**Problem details**
Report each line of the listing below that contains the string "face". Treat uppercase and lowercase letters as distinct.

Point-based annotation data:
<<<<
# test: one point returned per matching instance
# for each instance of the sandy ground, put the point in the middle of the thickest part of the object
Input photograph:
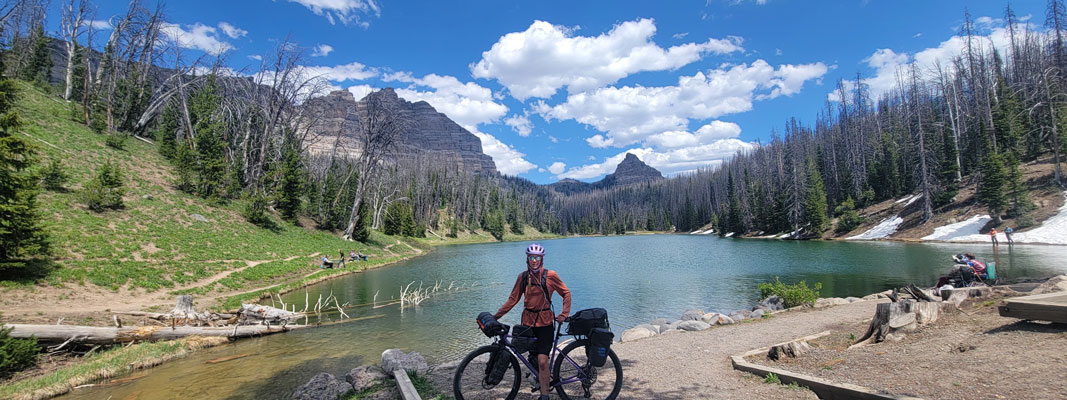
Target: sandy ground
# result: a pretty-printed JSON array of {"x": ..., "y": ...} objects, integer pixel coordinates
[
  {"x": 974, "y": 354},
  {"x": 696, "y": 365}
]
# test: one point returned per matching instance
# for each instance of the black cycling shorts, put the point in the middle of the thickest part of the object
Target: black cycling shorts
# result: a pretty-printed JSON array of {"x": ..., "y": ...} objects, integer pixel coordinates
[{"x": 544, "y": 336}]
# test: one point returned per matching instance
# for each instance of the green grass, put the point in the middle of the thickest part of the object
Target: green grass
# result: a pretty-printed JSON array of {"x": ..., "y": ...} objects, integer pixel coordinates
[
  {"x": 102, "y": 365},
  {"x": 154, "y": 243}
]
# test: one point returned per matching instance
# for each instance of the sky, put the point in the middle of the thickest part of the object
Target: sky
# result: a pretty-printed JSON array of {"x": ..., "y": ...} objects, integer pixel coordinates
[{"x": 563, "y": 90}]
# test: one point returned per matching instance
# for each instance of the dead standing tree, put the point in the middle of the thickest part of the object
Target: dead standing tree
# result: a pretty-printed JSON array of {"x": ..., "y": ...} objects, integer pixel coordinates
[{"x": 379, "y": 126}]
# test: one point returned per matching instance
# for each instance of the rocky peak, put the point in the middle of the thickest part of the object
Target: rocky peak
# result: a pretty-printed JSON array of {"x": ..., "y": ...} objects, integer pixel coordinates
[{"x": 632, "y": 170}]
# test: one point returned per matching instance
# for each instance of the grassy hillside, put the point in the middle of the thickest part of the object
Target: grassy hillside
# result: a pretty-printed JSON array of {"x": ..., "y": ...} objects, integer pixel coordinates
[{"x": 156, "y": 244}]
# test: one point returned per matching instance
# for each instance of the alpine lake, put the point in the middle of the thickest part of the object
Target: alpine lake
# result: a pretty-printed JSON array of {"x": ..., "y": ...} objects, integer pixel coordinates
[{"x": 635, "y": 277}]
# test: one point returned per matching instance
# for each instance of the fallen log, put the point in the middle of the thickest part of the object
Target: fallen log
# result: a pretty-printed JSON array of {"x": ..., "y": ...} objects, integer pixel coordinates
[
  {"x": 904, "y": 316},
  {"x": 109, "y": 335}
]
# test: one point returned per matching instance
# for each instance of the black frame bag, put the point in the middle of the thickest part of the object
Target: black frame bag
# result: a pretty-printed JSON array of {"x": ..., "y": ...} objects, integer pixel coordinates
[
  {"x": 596, "y": 347},
  {"x": 584, "y": 321}
]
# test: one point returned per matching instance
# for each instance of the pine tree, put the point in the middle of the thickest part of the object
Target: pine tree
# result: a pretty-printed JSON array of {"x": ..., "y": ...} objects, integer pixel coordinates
[
  {"x": 291, "y": 184},
  {"x": 815, "y": 201},
  {"x": 40, "y": 67},
  {"x": 20, "y": 233},
  {"x": 991, "y": 189},
  {"x": 362, "y": 233}
]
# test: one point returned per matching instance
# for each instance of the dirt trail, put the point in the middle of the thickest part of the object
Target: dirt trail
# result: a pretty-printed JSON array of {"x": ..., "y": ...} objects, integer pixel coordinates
[
  {"x": 79, "y": 304},
  {"x": 696, "y": 365}
]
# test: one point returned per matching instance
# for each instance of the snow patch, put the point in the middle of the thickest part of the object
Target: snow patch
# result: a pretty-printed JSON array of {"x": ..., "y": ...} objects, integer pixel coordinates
[
  {"x": 1052, "y": 230},
  {"x": 884, "y": 229},
  {"x": 961, "y": 232}
]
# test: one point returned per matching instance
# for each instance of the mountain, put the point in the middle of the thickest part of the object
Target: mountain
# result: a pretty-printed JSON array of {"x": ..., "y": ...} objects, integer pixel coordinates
[
  {"x": 631, "y": 171},
  {"x": 432, "y": 136}
]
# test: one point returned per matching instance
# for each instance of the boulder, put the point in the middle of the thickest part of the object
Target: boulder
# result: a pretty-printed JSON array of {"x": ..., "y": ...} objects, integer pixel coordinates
[
  {"x": 650, "y": 328},
  {"x": 693, "y": 315},
  {"x": 394, "y": 360},
  {"x": 363, "y": 378},
  {"x": 322, "y": 386},
  {"x": 773, "y": 303},
  {"x": 661, "y": 321},
  {"x": 711, "y": 318},
  {"x": 693, "y": 325},
  {"x": 636, "y": 333}
]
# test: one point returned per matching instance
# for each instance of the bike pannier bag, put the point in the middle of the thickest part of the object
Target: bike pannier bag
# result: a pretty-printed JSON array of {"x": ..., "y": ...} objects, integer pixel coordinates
[
  {"x": 489, "y": 325},
  {"x": 583, "y": 322},
  {"x": 600, "y": 341},
  {"x": 497, "y": 366},
  {"x": 522, "y": 338}
]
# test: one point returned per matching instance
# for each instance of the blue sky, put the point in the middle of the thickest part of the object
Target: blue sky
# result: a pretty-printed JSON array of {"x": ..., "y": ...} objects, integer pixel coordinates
[{"x": 559, "y": 89}]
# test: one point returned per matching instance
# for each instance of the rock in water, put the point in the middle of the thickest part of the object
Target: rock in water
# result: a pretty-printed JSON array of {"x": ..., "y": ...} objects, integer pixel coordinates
[
  {"x": 394, "y": 360},
  {"x": 636, "y": 333},
  {"x": 693, "y": 325},
  {"x": 693, "y": 315},
  {"x": 321, "y": 386},
  {"x": 363, "y": 378}
]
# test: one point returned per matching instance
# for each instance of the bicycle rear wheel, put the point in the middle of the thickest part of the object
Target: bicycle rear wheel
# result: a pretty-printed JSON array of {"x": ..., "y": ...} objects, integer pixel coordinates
[
  {"x": 599, "y": 382},
  {"x": 470, "y": 381}
]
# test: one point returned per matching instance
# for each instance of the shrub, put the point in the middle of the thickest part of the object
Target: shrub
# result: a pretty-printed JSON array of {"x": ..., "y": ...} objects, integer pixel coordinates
[
  {"x": 793, "y": 296},
  {"x": 54, "y": 176},
  {"x": 255, "y": 210},
  {"x": 106, "y": 190},
  {"x": 115, "y": 140},
  {"x": 16, "y": 354}
]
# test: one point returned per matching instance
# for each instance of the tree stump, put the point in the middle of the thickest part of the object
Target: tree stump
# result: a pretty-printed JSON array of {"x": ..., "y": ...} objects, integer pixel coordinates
[{"x": 905, "y": 316}]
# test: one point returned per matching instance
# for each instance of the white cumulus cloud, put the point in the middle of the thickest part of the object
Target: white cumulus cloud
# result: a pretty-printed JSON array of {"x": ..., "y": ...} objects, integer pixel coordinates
[
  {"x": 557, "y": 168},
  {"x": 321, "y": 50},
  {"x": 197, "y": 36},
  {"x": 545, "y": 58},
  {"x": 344, "y": 11},
  {"x": 633, "y": 114},
  {"x": 232, "y": 31},
  {"x": 464, "y": 102},
  {"x": 520, "y": 124}
]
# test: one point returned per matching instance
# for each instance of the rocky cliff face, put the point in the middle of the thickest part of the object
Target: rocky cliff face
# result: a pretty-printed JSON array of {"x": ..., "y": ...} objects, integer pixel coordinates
[
  {"x": 431, "y": 137},
  {"x": 631, "y": 171}
]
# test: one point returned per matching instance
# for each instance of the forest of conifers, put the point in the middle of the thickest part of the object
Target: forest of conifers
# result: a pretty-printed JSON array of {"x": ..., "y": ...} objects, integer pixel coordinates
[{"x": 243, "y": 136}]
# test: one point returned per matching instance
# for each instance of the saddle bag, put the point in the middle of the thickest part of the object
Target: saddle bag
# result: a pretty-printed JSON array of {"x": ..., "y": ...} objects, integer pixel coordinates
[
  {"x": 599, "y": 344},
  {"x": 583, "y": 322},
  {"x": 523, "y": 338},
  {"x": 497, "y": 366},
  {"x": 489, "y": 325}
]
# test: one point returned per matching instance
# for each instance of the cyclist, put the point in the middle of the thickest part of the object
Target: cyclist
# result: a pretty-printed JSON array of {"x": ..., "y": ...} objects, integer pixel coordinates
[{"x": 538, "y": 314}]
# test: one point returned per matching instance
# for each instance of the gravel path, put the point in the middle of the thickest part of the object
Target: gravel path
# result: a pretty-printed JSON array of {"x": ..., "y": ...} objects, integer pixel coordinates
[{"x": 696, "y": 365}]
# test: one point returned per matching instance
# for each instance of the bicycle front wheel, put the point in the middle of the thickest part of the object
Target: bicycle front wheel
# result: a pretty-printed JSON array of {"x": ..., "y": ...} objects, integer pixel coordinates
[
  {"x": 578, "y": 380},
  {"x": 471, "y": 382}
]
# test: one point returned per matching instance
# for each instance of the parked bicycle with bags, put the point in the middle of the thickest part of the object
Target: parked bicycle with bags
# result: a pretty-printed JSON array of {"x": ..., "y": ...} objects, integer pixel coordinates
[{"x": 585, "y": 368}]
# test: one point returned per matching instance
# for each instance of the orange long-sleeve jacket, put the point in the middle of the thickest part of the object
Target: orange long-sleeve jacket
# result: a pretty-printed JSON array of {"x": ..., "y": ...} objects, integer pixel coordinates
[{"x": 537, "y": 313}]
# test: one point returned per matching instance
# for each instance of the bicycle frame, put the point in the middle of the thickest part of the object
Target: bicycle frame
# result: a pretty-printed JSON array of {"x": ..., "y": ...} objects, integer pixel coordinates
>>>>
**Task solution**
# for each instance of the rocky cliff face, put the point in the middle of the thickest part of the object
Target: rocky cliff face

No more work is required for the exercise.